TASK TO COMPLETE → With nothing added or dropped, copy the data that follows exactly.

GIVEN INFORMATION →
----------------
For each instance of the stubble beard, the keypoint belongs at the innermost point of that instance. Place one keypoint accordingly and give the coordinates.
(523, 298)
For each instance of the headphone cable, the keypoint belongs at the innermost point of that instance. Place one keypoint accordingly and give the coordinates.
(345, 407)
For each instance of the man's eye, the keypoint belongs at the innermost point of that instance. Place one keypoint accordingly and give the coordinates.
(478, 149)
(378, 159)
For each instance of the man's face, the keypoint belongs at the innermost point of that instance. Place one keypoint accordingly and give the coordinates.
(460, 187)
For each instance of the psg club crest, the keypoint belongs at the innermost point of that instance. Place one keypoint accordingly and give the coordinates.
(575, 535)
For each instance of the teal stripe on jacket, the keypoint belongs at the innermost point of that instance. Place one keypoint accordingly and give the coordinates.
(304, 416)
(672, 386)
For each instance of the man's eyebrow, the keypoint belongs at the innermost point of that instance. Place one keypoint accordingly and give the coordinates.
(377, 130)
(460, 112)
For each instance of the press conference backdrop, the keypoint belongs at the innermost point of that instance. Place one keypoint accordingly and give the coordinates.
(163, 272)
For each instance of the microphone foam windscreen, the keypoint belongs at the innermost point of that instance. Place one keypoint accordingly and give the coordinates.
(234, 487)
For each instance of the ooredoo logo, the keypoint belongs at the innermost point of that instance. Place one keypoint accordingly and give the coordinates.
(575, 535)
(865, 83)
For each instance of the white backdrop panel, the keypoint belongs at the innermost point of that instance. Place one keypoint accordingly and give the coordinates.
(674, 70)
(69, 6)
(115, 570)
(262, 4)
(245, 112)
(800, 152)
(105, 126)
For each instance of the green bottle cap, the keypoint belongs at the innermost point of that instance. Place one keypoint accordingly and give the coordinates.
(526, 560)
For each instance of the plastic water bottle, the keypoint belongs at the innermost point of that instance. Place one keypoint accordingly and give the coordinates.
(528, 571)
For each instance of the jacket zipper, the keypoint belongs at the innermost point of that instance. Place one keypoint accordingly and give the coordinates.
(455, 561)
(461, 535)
----------------
EXERCISE OUTPUT →
For each instance of the stubble beard, the keypoint belongs at the innermost point of that instance. Place one keypoint accordingly and give the coordinates.
(523, 298)
For each instance of the headphone cable, the keypoint belongs at the innermost point of that instance. Place one keypoint accordingly and give the coordinates.
(345, 407)
For each instance of the man's eye, the keypoint belongs at the innermost point of that instance. Place one keypoint accordingly and give the coordinates.
(478, 149)
(378, 159)
For each instance of the man's face, the keypoint belongs at the innermost point of that instance. Place one keypoint accordingly and give the coordinates.
(460, 187)
For each instance of the psg club crest, the keypoint belongs at the innermost point of that instance. Place one keypoint accordingly and give the coordinates.
(575, 535)
For each instance of the teal stripe on jacket, the keypoint belongs at the innermost point of that instance. Place one keypoint accordingly and give the coordinates.
(304, 416)
(672, 386)
For each instance of the man's eyebrow, the keypoint belongs at the innermost point of that instance. Place one keypoint accordingly and give the coordinates.
(377, 130)
(460, 112)
For each instance of the press conference backdrop, the keypoint belongs at the innermost point of that instance. Place one keypoint accordingly and give the coordinates.
(163, 272)
For each instance of the microphone foam windscreen, the keypoint belongs at the innermost point of that instance. Place one keypoint accordingly and give the coordinates.
(234, 487)
For each instance of the ooredoo logo, the keypoint belongs at the innermost point of that instance. Place one keypoint accordingly and give the coordinates.
(575, 535)
(865, 83)
For each instance of the white backdrop panel, the keypoint belongs at the innermost point of that instance. Place one keypoint accordingly and give the coordinates.
(674, 70)
(69, 6)
(115, 570)
(262, 4)
(245, 112)
(800, 152)
(105, 126)
For each instance of the green bottle cap, the keypoint belongs at the innermost point of that instance. Place one keypoint accordingly and give the coordinates.
(526, 560)
For each instance of the plastic water bottle, the keypoint belongs at the innermost point of that instance. Place one keypoint accordingly and give the coordinates.
(528, 571)
For each instance of the jacket zipper, the keypoint belongs at the innermost point of that instance. Place one keypoint accordingly and give the coordinates.
(455, 561)
(461, 535)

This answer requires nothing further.